***** PROVIDED TEXT *****
Growing teams and building relationships

Reflections of a headteacher

Part two:

The relationship with your Site Manager: If I am honest I have always found this relationship a tricky one to manage. For most of the schools I have worked in they have been a difficult person to work with for an array of different reasons. Moreover, as a young feisty female leader my requests have not always gone down well! Especially as I have led PE, P.Arts and events/ CPD so have by default made more demands of the site team than others have.  As someone who is very house-proud, this has translated into me being very ‘school-proud’ too – I am the one who sees the cracks, the chips, the litter, the rips and breakages that need addressing. I can hear them rolling their eyes as my requests come in.

From the outset I have built rapport with our site manager and we have an understanding about our direct, honest, open and transparent lines of communication. I can tell him he is being grumpy and he can tell me I am being demanding. The Fierce Conversations training for all of our staff has enabled this and I have not shied away from the difficult conversations but in return I get loyalty, respect and understanding. We have a sparring dynamic and we can laugh off what could become tension and conflict in other contexts. In different schools I have worked in the Site Manager has been line managed by different people in the Leadership Team, my SBL is responsible for this area of the school   and as our team grows this is a relationship I will need to invest in and preserve from a distance, as I need to empower her.

The relationship with your DHTs: My relationship with my Headteacher when I was Deputy Headteacher was strained. I moved from being an empowered Assistant Headteacher who was trusted and respected by my then Headteacher to someone who had to prove my credentials over and over. I hated being micro managed and felt like my autonomy had been removed.  I had a lack of female role models in both Leadership Teams which has most definitely influenced my leadership style. The relationships and dialogue between the male-heavy Leadership Teams I developed in were of a particular style. Moreover, I have been shaped by working in a highly successful MAT, with high performing schools, leading in very challenging schools with a focus on rapid school improvement, with rigorous systems, serving a community of high social deprivation and high staff mobility. I have spent a lot of time reflecting on where lies my authentic leadership style and how much I have inherited from my training years.

So I have made conscious decisions about the space and autonomy I give my DHTs to develop their leadership styles in their new roles and their new context. I have actively encouraged them to be outward-facing, to be governors, to develop partnerships, to find a coach and to apply for the NPQH. I have tried where possible to remove some of the barriers which stifled me. I have tried to be supportive without micromanaging, whilst still quality assuring what we do as we are setting our own standards in each new task, process and system we create. I also plan to expose them to some of the areas of Headship that you do not experience as a Deputy Headteacher. Why do we have hidden aspects of the role? There are areas of my role I could have been better prepared for had I known what I needed to know. The 3 of us are really different but our experiences, qualities, skill sets and personalities compliment one another well.
*****
EXERCISE A:
According to the headteacher's reflections, why has the headteacher made conscious decisions to give the DHTs space and autonomy? Answer in one to three sentences.
EXERCISE B:
Quote the headteacher's reflections word for word, everything from "Reflections of a" down to "requests come in.".
***** EXTRACTED RECORDS *****
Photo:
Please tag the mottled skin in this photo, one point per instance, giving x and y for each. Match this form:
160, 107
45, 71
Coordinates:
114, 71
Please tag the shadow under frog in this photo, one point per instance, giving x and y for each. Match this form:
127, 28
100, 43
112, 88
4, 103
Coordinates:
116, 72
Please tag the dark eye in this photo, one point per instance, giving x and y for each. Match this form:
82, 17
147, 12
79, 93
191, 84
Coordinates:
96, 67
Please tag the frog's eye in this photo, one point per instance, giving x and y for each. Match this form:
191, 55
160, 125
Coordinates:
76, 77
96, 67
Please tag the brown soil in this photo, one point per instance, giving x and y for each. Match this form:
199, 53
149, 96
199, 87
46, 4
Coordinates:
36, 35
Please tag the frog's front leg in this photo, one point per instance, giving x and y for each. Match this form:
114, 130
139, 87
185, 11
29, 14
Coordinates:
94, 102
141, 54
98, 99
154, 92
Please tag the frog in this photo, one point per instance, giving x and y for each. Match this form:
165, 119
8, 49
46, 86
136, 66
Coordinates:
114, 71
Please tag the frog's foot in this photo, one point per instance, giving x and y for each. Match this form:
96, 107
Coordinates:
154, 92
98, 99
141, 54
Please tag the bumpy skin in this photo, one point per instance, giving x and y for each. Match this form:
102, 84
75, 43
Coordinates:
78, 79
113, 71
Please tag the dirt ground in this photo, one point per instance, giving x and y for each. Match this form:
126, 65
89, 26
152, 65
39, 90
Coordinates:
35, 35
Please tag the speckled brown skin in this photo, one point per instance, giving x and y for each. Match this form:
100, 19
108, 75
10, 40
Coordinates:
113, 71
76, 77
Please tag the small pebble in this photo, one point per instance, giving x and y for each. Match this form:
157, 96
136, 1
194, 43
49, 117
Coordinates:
*****
EXERCISE RESULT A:
As a Deputy Headteacher, the headteacher had a strained relationship with their own Headteacher. They were micromanaged, felt their autonomy had been removed, and had to prove their credentials over and over. They now give the DHTs space and autonomy to develop their leadership styles in their new roles and context, and try to remove some of the barriers that stifled them.

EXERCISE RESULT B:
Reflections of a headteacher

Part two:

The relationship with your Site Manager: If I am honest I have always found this relationship a tricky one to manage. For most of the schools I have worked in they have been a difficult person to work with for an array of different reasons. Moreover, as a young feisty female leader my requests have not always gone down well! Especially as I have led PE, P.Arts and events/ CPD so have by default made more demands of the site team than others have.  As someone who is very house-proud, this has translated into me being very ‘school-proud’ too – I am the one who sees the cracks, the chips, the litter, the rips and breakages that need addressing. I can hear them rolling their eyes as my requests come in.